Pointing entries for named objects
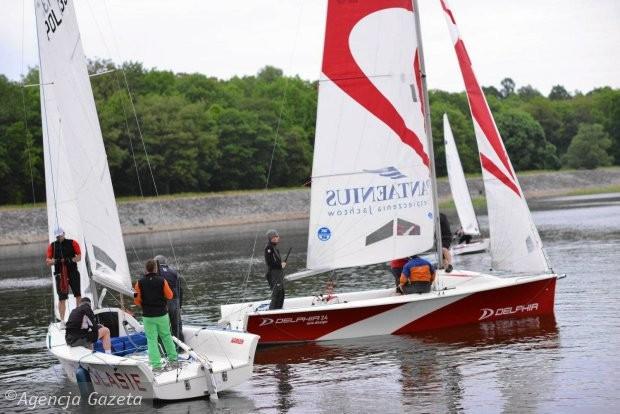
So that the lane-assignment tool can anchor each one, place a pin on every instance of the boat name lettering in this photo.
(308, 320)
(53, 20)
(358, 195)
(121, 380)
(487, 312)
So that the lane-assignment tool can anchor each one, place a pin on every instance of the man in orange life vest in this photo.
(64, 254)
(417, 276)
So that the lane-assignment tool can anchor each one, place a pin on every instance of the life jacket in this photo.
(421, 272)
(152, 294)
(63, 250)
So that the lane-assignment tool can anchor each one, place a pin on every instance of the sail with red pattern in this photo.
(515, 242)
(371, 185)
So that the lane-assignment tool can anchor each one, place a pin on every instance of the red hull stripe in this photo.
(479, 108)
(530, 299)
(308, 326)
(488, 165)
(340, 66)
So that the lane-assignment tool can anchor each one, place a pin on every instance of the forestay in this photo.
(371, 184)
(515, 243)
(458, 184)
(79, 191)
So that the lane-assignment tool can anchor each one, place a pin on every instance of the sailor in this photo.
(396, 266)
(446, 239)
(275, 272)
(417, 277)
(462, 237)
(64, 254)
(174, 304)
(152, 293)
(82, 330)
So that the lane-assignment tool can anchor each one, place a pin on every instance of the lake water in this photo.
(568, 363)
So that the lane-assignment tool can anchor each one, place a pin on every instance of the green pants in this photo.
(158, 326)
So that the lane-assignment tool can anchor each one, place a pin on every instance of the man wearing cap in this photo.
(64, 254)
(174, 304)
(275, 273)
(82, 329)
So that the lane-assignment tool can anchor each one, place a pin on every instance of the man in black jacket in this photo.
(82, 330)
(275, 272)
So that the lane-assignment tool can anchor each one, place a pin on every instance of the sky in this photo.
(574, 43)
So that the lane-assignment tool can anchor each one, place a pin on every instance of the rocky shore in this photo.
(21, 225)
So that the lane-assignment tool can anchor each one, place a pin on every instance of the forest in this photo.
(201, 134)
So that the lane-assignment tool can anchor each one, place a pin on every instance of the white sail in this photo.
(371, 189)
(80, 198)
(515, 243)
(458, 184)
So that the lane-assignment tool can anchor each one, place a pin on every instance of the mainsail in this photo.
(458, 184)
(371, 185)
(80, 198)
(515, 243)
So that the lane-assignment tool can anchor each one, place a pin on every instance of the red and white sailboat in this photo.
(373, 194)
(462, 199)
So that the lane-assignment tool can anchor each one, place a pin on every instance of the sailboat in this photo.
(461, 196)
(373, 197)
(80, 198)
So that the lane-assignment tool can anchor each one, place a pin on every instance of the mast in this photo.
(429, 135)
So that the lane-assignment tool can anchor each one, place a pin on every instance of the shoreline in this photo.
(27, 224)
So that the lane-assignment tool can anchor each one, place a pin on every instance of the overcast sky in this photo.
(574, 43)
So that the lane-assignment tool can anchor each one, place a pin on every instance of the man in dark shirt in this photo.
(275, 272)
(81, 329)
(152, 293)
(64, 254)
(446, 239)
(174, 304)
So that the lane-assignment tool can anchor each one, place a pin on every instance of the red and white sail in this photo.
(515, 243)
(80, 198)
(371, 184)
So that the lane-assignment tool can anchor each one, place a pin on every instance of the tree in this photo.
(508, 87)
(558, 92)
(525, 141)
(589, 148)
(528, 92)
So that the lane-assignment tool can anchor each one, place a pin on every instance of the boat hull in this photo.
(489, 299)
(478, 246)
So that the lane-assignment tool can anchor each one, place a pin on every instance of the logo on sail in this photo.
(390, 172)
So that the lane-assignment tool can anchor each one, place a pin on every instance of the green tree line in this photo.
(204, 134)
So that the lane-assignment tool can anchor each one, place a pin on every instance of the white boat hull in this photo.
(461, 298)
(474, 247)
(230, 355)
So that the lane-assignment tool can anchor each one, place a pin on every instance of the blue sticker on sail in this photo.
(324, 234)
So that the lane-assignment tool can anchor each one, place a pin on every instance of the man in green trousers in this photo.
(152, 293)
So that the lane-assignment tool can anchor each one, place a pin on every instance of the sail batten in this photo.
(515, 242)
(371, 195)
(458, 184)
(80, 197)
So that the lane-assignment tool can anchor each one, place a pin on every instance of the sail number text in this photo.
(53, 20)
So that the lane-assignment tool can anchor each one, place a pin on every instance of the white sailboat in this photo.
(461, 196)
(372, 197)
(80, 198)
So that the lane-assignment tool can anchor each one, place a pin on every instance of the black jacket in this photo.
(272, 257)
(81, 321)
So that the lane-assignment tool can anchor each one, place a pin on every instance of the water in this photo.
(565, 363)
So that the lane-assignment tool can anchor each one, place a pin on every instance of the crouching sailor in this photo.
(417, 277)
(82, 330)
(152, 294)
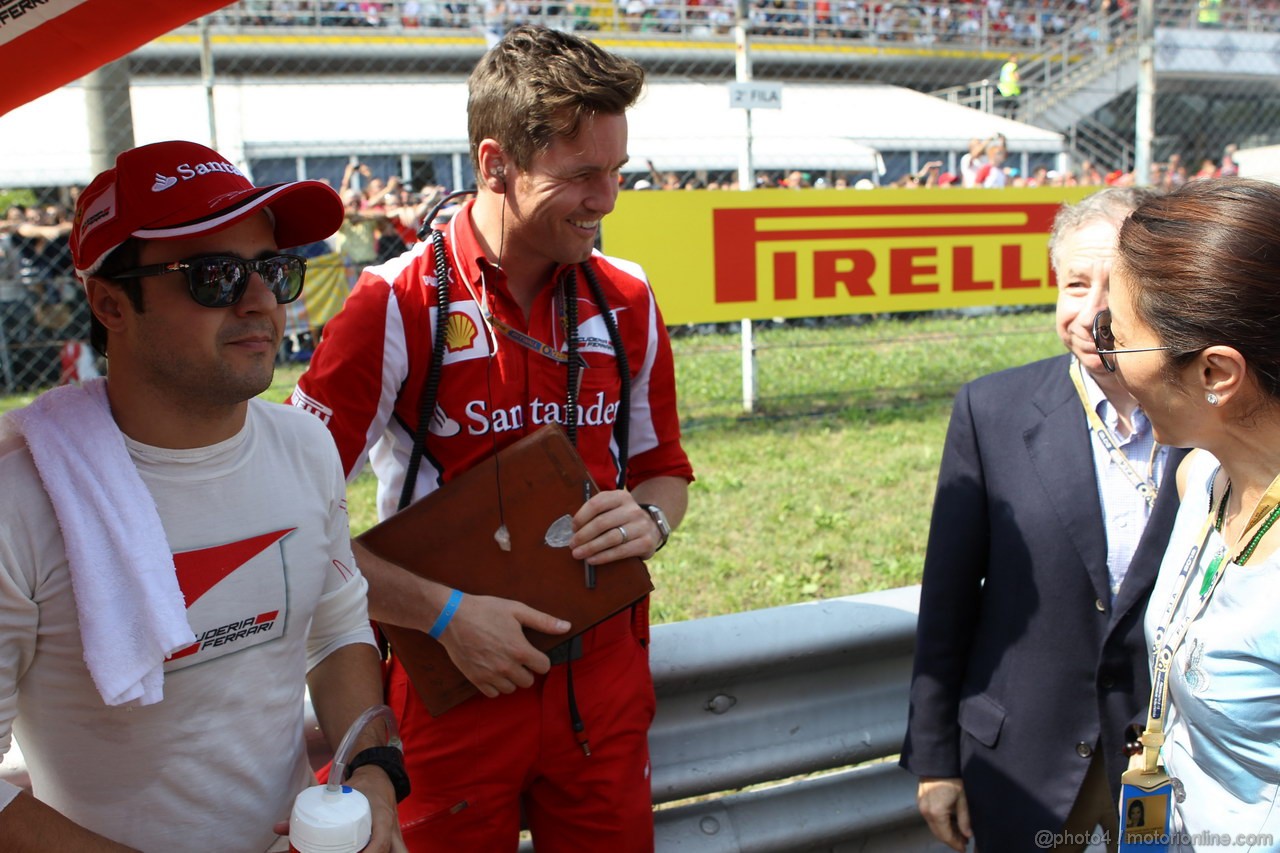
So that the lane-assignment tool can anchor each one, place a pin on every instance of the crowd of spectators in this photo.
(993, 22)
(983, 165)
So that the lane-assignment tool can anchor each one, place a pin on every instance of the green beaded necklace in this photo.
(1248, 550)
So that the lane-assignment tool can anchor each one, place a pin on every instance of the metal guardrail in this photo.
(801, 701)
(949, 23)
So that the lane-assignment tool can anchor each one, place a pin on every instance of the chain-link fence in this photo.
(370, 96)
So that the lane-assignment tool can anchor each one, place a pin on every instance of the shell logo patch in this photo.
(460, 332)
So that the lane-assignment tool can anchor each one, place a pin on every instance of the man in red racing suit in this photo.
(520, 264)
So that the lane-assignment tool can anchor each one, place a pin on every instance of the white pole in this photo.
(745, 183)
(206, 74)
(1144, 119)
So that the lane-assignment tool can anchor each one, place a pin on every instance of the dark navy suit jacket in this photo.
(1023, 665)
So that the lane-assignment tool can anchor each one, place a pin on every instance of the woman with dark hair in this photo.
(1192, 333)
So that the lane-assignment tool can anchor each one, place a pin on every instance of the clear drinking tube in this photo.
(339, 761)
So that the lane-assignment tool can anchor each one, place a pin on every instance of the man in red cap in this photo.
(174, 555)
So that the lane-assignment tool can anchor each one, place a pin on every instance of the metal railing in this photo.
(801, 701)
(950, 23)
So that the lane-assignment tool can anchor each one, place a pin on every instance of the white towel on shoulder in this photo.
(132, 614)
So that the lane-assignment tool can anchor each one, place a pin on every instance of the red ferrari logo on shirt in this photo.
(236, 597)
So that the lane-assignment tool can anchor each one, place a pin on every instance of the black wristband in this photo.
(392, 762)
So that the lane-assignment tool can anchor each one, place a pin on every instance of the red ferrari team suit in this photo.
(478, 766)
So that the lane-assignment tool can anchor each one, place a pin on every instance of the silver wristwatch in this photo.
(659, 518)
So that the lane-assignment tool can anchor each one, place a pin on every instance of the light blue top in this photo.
(1223, 734)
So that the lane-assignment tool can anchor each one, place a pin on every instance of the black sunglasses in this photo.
(220, 281)
(1105, 342)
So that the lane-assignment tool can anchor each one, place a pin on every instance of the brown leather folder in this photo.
(448, 537)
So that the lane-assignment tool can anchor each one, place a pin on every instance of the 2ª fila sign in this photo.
(720, 256)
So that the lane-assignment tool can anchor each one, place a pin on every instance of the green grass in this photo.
(826, 488)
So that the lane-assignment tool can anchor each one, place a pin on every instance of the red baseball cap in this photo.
(174, 190)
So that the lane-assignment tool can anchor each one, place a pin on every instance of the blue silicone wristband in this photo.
(446, 616)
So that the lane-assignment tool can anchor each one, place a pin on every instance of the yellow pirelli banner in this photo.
(720, 256)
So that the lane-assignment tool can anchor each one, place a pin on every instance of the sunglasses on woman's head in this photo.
(220, 281)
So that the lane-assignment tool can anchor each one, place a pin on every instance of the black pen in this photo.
(589, 569)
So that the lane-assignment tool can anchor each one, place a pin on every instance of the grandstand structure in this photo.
(301, 87)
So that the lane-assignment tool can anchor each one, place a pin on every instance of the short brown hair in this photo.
(538, 83)
(122, 258)
(1203, 263)
(1111, 204)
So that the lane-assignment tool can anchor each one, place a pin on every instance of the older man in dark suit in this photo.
(1047, 530)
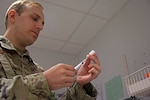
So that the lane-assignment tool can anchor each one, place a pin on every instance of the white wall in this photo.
(47, 59)
(128, 33)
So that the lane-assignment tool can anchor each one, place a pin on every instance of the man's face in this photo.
(28, 25)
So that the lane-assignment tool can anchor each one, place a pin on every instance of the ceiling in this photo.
(70, 24)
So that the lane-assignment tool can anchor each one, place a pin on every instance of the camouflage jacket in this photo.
(22, 79)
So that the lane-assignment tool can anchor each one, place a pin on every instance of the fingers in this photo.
(95, 70)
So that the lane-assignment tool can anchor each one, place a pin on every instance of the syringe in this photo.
(83, 61)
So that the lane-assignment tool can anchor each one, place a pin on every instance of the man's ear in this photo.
(12, 15)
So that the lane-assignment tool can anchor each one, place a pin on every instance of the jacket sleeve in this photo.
(76, 92)
(31, 87)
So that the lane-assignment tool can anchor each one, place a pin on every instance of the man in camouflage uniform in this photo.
(21, 78)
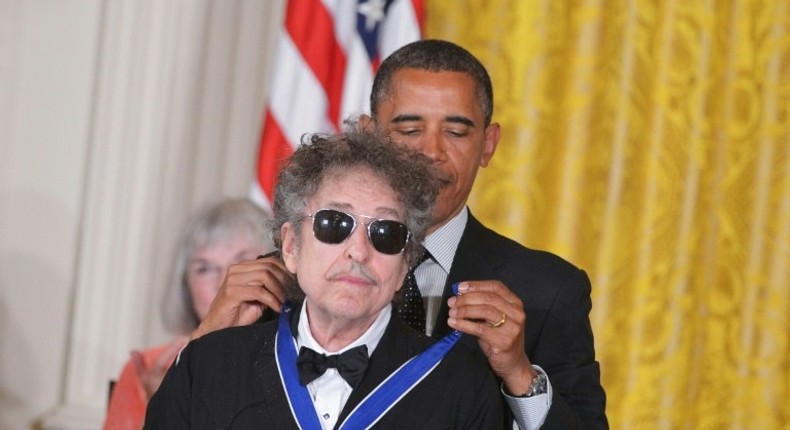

WHAT THE TASK REQUIRES:
Locate every line above that includes the string "metal", and copy each of those lines.

FULL RESPONSE:
So that the lane-assignment tool can anchor each one, place a pin on every instance of the metal guardrail in this photo.
So that the lane-assignment tool can anchor each one, place a pin on every instance of the metal railing in this photo.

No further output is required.